■ TASK DETAILS
Reproduce every one of the following records word for word, keeping each line as it stands.
* Begin DATA RECORDS *
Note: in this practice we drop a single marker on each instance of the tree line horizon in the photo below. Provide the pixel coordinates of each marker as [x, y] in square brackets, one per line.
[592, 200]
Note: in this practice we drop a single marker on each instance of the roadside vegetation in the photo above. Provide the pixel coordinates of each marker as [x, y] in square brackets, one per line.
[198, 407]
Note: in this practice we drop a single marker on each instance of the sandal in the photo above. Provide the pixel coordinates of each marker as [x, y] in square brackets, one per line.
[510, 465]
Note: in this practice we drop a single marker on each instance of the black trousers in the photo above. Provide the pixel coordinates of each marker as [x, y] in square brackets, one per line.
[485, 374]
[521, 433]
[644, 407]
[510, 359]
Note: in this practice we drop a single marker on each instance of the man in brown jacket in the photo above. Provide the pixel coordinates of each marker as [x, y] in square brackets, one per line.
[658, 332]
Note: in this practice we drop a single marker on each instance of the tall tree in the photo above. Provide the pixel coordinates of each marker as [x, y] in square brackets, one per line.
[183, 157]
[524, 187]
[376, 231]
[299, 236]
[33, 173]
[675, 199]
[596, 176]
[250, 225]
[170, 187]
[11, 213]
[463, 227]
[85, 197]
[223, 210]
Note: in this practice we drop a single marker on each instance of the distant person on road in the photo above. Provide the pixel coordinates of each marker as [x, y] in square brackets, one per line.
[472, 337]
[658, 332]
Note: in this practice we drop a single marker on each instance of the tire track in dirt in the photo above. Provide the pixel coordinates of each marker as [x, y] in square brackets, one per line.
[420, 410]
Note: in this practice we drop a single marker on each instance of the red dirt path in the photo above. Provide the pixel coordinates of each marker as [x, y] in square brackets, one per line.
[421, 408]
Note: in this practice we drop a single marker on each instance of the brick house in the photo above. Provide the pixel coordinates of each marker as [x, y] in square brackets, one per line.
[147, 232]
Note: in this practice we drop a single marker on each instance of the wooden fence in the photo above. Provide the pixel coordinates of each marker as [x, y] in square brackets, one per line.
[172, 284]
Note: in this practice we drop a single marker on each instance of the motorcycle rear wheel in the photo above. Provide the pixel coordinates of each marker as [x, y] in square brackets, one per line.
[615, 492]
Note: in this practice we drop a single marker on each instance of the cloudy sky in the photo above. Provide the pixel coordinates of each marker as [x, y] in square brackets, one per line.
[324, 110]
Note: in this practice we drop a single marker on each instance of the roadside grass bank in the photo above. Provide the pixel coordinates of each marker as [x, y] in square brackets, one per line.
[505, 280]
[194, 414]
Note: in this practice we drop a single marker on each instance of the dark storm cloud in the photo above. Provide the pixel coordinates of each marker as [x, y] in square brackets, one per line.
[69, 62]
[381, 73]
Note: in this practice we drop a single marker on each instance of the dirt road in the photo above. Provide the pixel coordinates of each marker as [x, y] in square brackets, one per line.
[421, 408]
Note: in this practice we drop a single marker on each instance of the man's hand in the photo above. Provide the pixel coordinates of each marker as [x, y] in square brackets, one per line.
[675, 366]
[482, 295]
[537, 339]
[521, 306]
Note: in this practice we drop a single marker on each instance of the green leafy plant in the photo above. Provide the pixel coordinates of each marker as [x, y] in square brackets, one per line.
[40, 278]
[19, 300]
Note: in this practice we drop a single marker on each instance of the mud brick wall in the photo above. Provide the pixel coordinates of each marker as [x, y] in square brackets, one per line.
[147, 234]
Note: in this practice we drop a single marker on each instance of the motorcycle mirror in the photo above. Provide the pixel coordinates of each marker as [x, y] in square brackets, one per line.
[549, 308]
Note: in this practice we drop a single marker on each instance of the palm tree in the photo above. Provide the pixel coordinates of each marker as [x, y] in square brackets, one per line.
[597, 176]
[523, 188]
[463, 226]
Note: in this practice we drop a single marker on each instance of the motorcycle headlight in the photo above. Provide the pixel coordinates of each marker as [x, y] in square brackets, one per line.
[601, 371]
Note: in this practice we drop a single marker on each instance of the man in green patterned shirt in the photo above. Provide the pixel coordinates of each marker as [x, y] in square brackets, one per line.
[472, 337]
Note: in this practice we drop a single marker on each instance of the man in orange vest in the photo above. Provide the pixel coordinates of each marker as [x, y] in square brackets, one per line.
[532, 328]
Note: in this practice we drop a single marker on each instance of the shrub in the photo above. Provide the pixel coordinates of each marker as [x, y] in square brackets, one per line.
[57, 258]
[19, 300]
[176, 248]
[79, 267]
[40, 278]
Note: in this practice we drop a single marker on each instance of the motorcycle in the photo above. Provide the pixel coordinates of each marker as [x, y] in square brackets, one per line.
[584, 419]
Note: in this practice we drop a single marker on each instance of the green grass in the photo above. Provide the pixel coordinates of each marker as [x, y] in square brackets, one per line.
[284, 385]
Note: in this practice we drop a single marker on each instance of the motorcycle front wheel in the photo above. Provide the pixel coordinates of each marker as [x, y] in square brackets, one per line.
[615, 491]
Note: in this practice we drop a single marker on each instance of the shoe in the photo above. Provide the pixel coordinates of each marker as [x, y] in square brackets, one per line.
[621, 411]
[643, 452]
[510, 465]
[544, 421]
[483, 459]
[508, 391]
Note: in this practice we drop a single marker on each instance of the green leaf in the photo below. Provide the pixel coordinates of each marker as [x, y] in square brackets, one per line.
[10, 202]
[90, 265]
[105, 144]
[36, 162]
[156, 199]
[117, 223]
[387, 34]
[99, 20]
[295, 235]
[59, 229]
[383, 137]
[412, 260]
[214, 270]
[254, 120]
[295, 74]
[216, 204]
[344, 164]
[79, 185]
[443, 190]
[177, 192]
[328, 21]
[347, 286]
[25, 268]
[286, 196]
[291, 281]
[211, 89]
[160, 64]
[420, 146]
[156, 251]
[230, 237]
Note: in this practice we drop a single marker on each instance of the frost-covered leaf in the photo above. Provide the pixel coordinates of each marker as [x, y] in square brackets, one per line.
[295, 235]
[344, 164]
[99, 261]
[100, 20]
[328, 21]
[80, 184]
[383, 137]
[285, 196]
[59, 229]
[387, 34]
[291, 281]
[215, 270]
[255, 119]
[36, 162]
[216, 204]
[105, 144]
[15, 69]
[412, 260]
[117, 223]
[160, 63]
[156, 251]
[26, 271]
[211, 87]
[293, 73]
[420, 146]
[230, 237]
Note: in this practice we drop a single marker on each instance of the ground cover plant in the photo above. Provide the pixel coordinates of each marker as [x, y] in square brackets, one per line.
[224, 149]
* End DATA RECORDS *
■ SOLUTION FOR THIS PROBLEM
Note: in this practice we drop a single marker on each instance of the tree line horizon in the photo below. Provide the pixel coordinates of each marker as [x, y] in square brackets, one per line.
[592, 200]
Note: in this practice we drop a single marker on each instance of the roadside vegetation in the photo above. Provide the pixel coordinates of each marker as [x, y] in square brackets, one per line.
[198, 407]
Note: in this practice we drop a single marker on each instance of the sandal in the photo above. Provide the pixel coordinates of each marker as [x, y] in square brackets, one per line.
[510, 465]
Note: in this practice we drop a single marker on each instance of the black trousers in the photo above. Provide the pixel coordinates of each marker as [x, y] in square brackets, one per line.
[485, 374]
[521, 433]
[644, 407]
[510, 359]
Note: in this practice we drop a single marker on each instance of the man in brown jacket in the photo above. Provide the pixel coordinates of each marker as [x, y] in square brackets, one per line.
[658, 332]
Note: in this practice we drop a single marker on each instance of the tall tree in the photo above. Provide the pixel coordinates of each marker as [x, y] in square brackets, one per line.
[183, 157]
[524, 187]
[376, 231]
[299, 236]
[33, 173]
[675, 199]
[596, 176]
[250, 225]
[170, 187]
[11, 213]
[463, 227]
[85, 197]
[223, 210]
Note: in this practice we drop a single marker on each instance of the distant person on road in the photo above. Provide the pixel coordinates of each marker as [x, y] in square brackets, one per line.
[472, 337]
[658, 332]
Note: in this practice we drop a single marker on each instance of the tire track in dirt in the photo above. Provide the pixel coordinates of each marker as [x, y] in square brackets, one per line.
[420, 410]
Note: in this practice we drop a single marker on each instance of the red dirt path in the photo above. Provide the pixel coordinates of each marker as [x, y] in square brackets, one per line.
[421, 408]
Note: in this practice we drop a single marker on each instance of the brick house in the photo above. Provide the pixel coordinates of each marker as [x, y] in square brackets, one per line.
[147, 232]
Note: in this practice we drop a single marker on each instance of the wooden fence in the photo above. Provide the pixel coordinates of each marker as [x, y] in square brackets, one per line.
[172, 284]
Note: in this practice we drop a single marker on each instance of the motorcycle rear wheel in the photo above. Provide the pixel coordinates of each marker as [x, y] in square brackets, one per line.
[615, 492]
Note: in this practice we drop a single marker on each instance of the cloudy sky in the photo above. Provide the pixel coordinates of each marker as [x, y] in square brackets, one per line.
[324, 110]
Note: in this practice we drop a single marker on each instance of the roadside grass bank in the photo above. Provide the pixel coordinates of each marker as [x, y] in square brackets, one per line.
[505, 280]
[194, 414]
Note: in this practice we drop a single marker on each instance of the dark storm cloud in the photo above. Provide the pixel coordinates of each marker as [x, y] in square brackets, one per line.
[69, 62]
[381, 73]
Note: in this practice we drop a single marker on each instance of the dirt road in the photo above. Provide the pixel coordinates of each marker as [x, y] in square brackets, one per line.
[421, 408]
Note: in this practice we drop a single marker on each instance of the man's hand in the photo above. Provide the pixel coordinates of each marker as [x, y] in square brackets, one per line.
[675, 366]
[482, 295]
[537, 339]
[521, 306]
Note: in this practice we drop a single marker on each instance of the green leafy plant in the photo above. Provide the pixel coordinates of each marker as [x, y] in square brackets, one per line.
[40, 278]
[19, 300]
Note: in this practice we drop a single marker on each instance of the mud brick wall in the photo above. Provide the pixel coordinates of each marker as [x, y] in square brackets, one per line.
[147, 234]
Note: in this practice we drop a single marker on each instance of the motorcycle mirror in the photo above. Provide the pixel coordinates of each marker as [x, y] in square brackets, one per line.
[549, 308]
Note: in this practice we drop a single marker on each instance of the palm tree in the photo above. Provide the pixel coordinates of each marker as [x, y] in square brackets, one per line.
[597, 176]
[523, 188]
[463, 226]
Note: in this practice we drop a single marker on each instance of the motorcycle headlight in the photo above. Provide the pixel coordinates of each marker as [x, y] in square brackets, one per line.
[601, 371]
Note: in this practice we drop a single marker on each instance of the man in green patterned shirt in the photo above. Provide the pixel coordinates of each marker as [x, y] in square brackets, one per line.
[472, 337]
Note: in this practice we drop a single marker on each instance of the man in orange vest in the photo above. Provide the pixel coordinates of each marker as [x, y] in square brackets, one per line.
[532, 328]
Note: in this practice we drop a single marker on each instance of the shrub in the photo above. Provide the pixel coordinates of each marker as [x, y] in square brackets, one per line.
[57, 258]
[19, 300]
[176, 248]
[79, 267]
[40, 278]
Note: in this practice we drop a single marker on each instance of the motorcycle in the photo above. Provide the pixel coordinates of each marker as [x, y] in square brackets, one per line.
[584, 419]
Note: in this practice we drop a single marker on each instance of the green grass in the photo above. Provide the pixel coordinates of each marker as [x, y] in square brackets, one per line.
[284, 385]
Note: in this practice we drop a single marker on each instance of the motorcycle front wheel in the photo above. Provide the pixel coordinates of each marker as [x, y] in square brackets, one per line.
[615, 491]
Note: in this practice we drop a single marker on each instance of the shoe in the photo above. Provide the pixel coordinates of each marker as [x, y] in square brackets, one per line.
[621, 411]
[643, 452]
[510, 465]
[544, 421]
[483, 459]
[508, 391]
Note: in this practice we drop a single marker on each instance of the green leaf in the photo below. Provide the pixel coordinates of each marker as [x, y] in square brackets, one per line.
[10, 202]
[90, 265]
[105, 144]
[36, 162]
[156, 199]
[117, 223]
[387, 34]
[99, 20]
[295, 235]
[59, 229]
[383, 137]
[412, 260]
[214, 270]
[254, 120]
[295, 74]
[216, 204]
[344, 164]
[79, 185]
[443, 190]
[177, 192]
[328, 21]
[347, 286]
[25, 268]
[286, 196]
[291, 281]
[211, 89]
[160, 64]
[420, 146]
[156, 251]
[230, 237]
Note: in this practice we drop a single marker on each instance of the frost-covered leaf in the photo above. Provide the pixel coordinates of each marker as [x, y] in square brackets, one per line.
[295, 235]
[344, 164]
[99, 261]
[100, 20]
[328, 21]
[80, 184]
[383, 137]
[285, 196]
[59, 229]
[387, 34]
[291, 281]
[215, 270]
[255, 119]
[36, 162]
[216, 204]
[105, 144]
[15, 69]
[412, 260]
[117, 223]
[160, 63]
[156, 251]
[26, 271]
[211, 87]
[293, 73]
[420, 146]
[230, 237]
Note: in this practice we drop a single marker on each instance of the ground cover plant in the photo above. Provide the pixel coordinates of each marker as [x, y] in square brackets, one per line.
[224, 149]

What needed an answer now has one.